[Stored data entries]

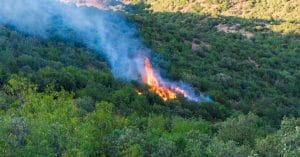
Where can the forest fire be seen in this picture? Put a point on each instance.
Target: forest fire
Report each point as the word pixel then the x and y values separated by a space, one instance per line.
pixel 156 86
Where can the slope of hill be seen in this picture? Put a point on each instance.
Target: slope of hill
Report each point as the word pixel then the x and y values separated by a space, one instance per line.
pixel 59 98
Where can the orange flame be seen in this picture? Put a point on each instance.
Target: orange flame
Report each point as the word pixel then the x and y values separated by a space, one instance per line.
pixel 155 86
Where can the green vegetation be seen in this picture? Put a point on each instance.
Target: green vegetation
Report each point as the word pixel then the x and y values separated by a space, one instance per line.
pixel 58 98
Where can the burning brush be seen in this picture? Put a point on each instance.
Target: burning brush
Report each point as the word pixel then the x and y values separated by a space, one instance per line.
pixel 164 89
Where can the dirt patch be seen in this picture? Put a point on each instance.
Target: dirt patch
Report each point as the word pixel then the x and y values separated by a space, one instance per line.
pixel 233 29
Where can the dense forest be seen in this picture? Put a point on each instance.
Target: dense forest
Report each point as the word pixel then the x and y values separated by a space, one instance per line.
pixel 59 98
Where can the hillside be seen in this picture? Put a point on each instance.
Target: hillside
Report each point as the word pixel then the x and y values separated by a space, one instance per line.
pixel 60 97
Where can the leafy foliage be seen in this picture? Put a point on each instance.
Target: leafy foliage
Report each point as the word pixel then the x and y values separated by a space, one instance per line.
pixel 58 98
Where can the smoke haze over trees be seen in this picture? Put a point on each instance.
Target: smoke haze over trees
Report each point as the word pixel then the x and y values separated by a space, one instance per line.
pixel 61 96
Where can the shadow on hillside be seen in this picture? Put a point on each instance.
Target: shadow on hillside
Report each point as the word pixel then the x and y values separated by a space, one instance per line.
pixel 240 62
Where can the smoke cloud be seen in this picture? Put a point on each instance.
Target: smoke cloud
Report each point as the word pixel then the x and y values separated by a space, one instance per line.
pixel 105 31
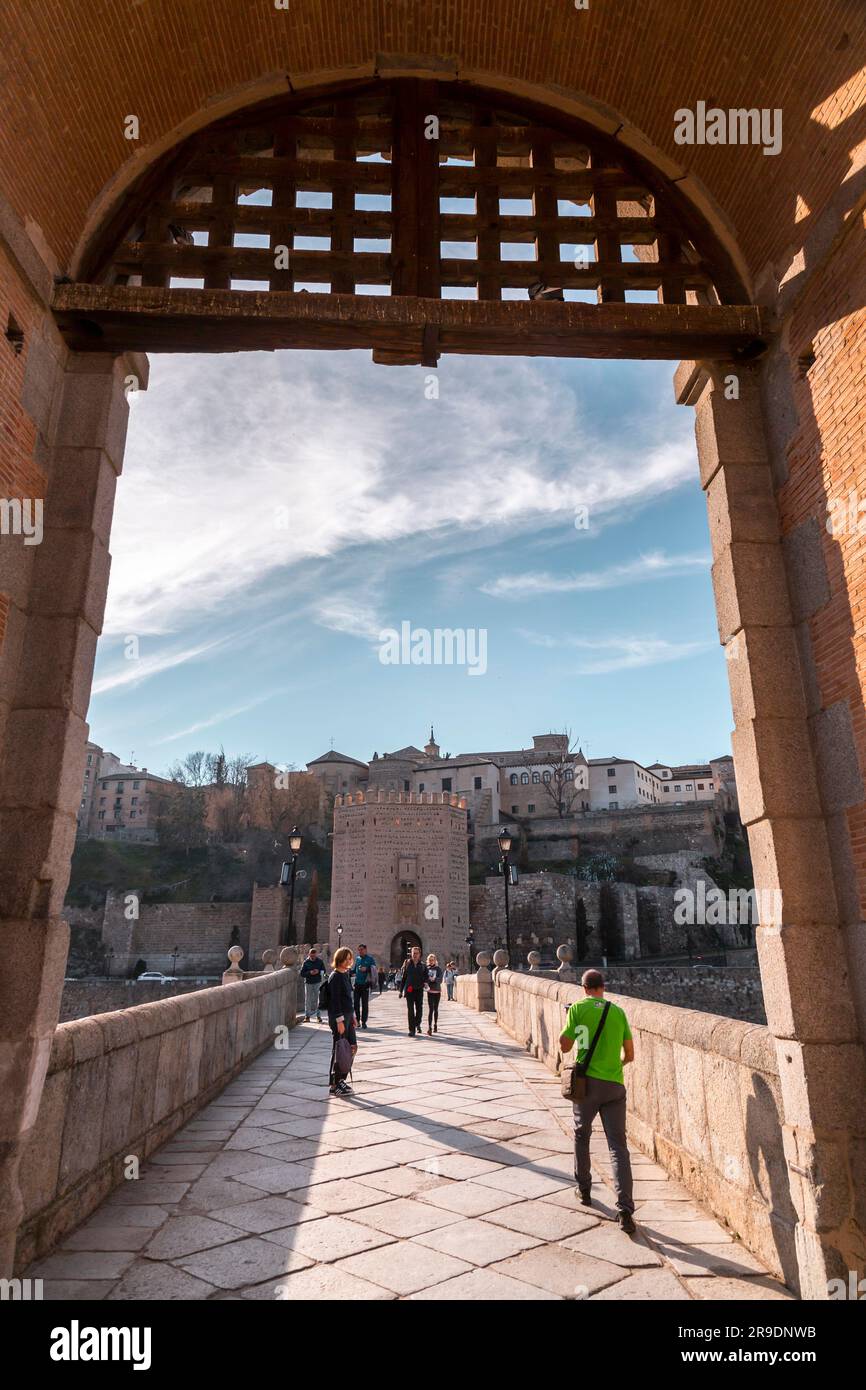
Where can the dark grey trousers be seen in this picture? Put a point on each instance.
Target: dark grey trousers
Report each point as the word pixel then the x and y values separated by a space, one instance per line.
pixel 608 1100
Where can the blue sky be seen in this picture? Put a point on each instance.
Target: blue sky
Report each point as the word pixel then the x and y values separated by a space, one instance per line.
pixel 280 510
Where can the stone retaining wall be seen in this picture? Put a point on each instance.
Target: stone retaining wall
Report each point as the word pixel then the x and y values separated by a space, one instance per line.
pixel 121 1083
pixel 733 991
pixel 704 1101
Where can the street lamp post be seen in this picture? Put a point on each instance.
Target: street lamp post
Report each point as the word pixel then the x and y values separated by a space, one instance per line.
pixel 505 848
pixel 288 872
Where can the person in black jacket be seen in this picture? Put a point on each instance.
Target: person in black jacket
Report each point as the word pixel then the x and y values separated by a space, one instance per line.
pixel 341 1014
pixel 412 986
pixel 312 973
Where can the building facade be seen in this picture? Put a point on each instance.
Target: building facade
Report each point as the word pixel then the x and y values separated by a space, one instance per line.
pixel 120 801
...
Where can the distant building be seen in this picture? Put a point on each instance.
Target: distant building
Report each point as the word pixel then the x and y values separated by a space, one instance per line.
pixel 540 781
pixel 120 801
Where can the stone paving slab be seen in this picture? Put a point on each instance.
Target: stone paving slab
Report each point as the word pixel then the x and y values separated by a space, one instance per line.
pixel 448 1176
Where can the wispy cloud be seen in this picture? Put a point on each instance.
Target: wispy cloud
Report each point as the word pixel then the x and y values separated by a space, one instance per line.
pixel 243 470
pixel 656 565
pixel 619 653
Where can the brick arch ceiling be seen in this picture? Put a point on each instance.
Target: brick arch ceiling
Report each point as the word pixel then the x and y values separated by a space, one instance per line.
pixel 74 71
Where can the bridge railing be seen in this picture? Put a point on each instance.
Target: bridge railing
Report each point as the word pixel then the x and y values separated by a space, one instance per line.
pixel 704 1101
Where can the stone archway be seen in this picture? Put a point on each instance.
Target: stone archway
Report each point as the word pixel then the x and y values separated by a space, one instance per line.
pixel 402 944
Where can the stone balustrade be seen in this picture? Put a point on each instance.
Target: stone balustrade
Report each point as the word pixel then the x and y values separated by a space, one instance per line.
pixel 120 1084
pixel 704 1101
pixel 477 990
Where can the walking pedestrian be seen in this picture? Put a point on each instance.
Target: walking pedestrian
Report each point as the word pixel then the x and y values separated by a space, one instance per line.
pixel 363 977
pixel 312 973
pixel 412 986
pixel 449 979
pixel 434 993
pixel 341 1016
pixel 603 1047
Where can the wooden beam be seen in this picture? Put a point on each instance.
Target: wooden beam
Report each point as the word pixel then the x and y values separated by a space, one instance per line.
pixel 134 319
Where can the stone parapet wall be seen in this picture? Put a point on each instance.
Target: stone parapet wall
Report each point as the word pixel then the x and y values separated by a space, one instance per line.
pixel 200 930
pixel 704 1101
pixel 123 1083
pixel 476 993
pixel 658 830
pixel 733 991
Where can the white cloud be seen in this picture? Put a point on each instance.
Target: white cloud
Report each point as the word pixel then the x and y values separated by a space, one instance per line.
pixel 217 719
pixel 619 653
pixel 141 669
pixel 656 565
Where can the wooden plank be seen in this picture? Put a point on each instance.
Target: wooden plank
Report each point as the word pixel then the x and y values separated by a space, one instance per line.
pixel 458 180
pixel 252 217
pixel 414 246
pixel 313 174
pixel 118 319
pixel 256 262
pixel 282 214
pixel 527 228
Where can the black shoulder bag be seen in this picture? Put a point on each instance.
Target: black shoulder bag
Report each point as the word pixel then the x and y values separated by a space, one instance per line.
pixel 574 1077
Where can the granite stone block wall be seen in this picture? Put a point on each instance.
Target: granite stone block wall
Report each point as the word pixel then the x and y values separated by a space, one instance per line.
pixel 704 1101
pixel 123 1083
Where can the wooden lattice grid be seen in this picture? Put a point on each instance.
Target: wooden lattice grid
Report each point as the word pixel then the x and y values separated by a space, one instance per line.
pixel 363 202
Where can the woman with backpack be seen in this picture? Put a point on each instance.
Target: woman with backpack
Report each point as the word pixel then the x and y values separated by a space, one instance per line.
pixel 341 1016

--- ABOUT THIS TASK ---
All lines in the records with the string "person" should be copied out.

--- EXERCISE ANSWER ---
Where can the person in black jacket be seen in this picture? Put a point on each instance.
Target: person in black jacket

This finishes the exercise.